== SUPPLIED ENTRIES ==
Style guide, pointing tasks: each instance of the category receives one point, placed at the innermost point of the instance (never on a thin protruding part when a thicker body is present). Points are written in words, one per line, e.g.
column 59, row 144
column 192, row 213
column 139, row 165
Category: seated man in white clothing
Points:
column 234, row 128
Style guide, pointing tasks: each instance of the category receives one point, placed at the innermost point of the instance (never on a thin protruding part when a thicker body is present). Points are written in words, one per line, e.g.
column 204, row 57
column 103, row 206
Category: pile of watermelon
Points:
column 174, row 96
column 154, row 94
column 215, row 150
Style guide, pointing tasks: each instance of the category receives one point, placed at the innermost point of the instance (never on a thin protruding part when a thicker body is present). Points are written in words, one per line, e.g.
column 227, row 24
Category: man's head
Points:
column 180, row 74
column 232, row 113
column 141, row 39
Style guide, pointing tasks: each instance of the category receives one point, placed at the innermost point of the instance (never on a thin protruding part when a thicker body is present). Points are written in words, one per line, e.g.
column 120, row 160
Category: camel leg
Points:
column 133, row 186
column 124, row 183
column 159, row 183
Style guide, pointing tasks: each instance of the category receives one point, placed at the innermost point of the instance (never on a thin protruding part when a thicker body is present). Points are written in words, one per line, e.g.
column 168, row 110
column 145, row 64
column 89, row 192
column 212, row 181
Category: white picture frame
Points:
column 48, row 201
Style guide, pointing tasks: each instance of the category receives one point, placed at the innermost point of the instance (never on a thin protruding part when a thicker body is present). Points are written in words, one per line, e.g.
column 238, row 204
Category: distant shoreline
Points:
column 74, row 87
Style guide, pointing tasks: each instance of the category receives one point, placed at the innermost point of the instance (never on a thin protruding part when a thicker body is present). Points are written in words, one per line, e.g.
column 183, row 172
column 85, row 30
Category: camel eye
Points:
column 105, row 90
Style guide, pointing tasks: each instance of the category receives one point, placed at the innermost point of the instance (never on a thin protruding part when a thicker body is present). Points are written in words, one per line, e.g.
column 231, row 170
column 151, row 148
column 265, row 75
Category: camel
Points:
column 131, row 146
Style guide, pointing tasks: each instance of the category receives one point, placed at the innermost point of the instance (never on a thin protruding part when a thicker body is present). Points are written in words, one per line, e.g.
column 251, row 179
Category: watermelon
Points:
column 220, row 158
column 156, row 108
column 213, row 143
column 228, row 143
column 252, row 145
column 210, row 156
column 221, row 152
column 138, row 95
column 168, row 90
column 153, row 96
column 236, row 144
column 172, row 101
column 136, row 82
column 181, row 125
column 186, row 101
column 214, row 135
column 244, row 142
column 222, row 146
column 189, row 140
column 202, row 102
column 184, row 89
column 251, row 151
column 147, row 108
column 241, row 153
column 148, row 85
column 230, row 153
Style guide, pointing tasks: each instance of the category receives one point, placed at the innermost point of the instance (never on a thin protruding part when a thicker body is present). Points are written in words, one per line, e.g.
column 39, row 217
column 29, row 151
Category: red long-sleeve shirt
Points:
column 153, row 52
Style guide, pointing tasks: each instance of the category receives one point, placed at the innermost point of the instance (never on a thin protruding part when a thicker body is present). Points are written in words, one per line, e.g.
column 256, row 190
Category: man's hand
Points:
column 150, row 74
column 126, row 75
* * *
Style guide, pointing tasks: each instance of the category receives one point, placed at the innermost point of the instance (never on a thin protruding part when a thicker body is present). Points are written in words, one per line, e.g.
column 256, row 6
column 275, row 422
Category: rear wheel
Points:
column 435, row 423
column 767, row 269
* * *
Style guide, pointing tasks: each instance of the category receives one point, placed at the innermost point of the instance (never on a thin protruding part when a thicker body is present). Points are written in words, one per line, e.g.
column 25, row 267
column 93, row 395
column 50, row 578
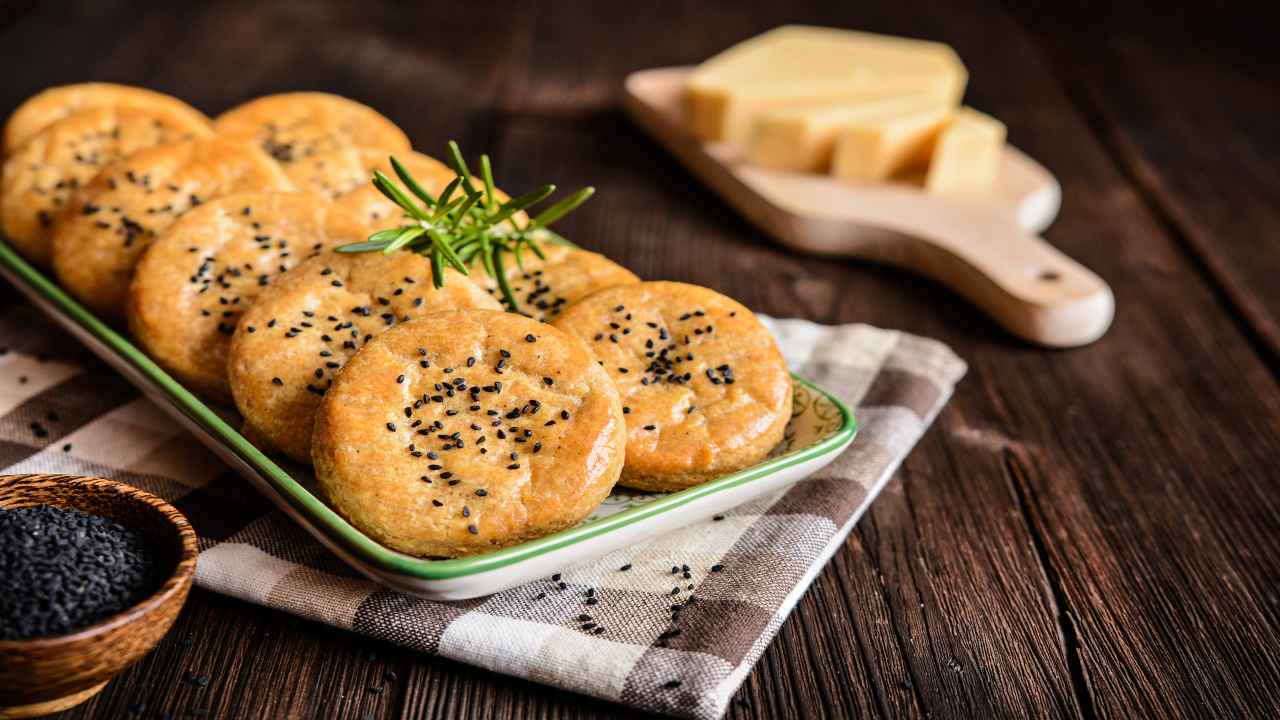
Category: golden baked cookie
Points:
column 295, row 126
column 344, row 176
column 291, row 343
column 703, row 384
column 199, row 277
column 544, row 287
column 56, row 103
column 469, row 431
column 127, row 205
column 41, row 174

== WHAT YOU WILL DO ==
Please return each line from the items above that contains the word "white".

== TASK ANSWER ==
Category: seated man in white clothing
Category: white picture frame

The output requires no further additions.